**DATA LISTING**:
────────────────────────────────────────

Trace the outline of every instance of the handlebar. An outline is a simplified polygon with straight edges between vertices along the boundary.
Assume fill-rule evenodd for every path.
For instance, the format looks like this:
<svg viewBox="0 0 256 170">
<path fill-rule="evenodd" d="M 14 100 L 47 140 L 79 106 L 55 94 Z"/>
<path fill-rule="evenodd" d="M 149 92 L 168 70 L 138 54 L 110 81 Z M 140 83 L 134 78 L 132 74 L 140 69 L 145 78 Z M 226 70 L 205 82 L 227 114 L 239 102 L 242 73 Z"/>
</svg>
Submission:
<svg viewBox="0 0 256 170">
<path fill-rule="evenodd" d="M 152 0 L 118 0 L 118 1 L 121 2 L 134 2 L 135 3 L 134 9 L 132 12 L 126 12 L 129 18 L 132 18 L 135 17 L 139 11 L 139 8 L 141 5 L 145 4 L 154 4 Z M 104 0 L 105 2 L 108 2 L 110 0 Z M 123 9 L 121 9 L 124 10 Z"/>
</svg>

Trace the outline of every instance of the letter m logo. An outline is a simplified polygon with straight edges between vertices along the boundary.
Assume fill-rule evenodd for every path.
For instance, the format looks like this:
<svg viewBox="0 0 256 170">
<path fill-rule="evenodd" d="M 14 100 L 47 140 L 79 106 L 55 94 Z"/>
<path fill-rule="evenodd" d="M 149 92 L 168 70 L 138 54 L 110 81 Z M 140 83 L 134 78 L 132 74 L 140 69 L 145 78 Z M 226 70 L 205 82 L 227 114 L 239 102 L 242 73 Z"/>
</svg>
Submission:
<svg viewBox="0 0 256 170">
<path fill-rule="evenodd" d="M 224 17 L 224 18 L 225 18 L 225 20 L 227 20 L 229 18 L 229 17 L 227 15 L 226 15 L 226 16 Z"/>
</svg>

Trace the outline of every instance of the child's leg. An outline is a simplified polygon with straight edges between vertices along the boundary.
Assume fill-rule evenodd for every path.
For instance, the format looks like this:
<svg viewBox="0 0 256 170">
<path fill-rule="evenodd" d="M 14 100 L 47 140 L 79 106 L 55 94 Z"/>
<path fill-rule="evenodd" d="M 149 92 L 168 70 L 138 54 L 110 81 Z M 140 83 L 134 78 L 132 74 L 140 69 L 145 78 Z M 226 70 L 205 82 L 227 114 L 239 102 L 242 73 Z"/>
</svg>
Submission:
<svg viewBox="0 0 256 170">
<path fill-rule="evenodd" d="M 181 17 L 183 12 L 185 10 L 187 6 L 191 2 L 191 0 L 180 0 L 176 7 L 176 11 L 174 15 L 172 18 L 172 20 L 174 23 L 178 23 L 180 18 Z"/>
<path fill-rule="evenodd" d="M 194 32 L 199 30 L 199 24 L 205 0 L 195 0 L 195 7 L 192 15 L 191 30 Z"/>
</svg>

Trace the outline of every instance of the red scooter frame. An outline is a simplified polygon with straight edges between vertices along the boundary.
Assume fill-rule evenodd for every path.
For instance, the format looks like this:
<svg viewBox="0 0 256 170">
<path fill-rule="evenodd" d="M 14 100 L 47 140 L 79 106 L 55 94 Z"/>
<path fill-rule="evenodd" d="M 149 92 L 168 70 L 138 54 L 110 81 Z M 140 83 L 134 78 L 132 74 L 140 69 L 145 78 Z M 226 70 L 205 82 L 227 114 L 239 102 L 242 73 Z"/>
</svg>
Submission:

────────────────────────────────────────

**BRIEF**: Gather every line of the entries above that contains the string "vertices". Treat matching as case-sensitive.

**EXERCISE SOLUTION**:
Trace the outline of every instance of the handlebar. An outline is a simplified polygon with straight edges between vertices along the boundary.
Trace the outline of every instance of the letter m logo. An outline is a simplified polygon with straight edges between vertices along the boundary.
Trace the outline of every instance of the child's leg. An outline is a simplified polygon with straight edges between vertices along the boundary.
Trace the outline of every instance of the red scooter frame. An outline is a simplified polygon with straight edges between vertices along the boundary.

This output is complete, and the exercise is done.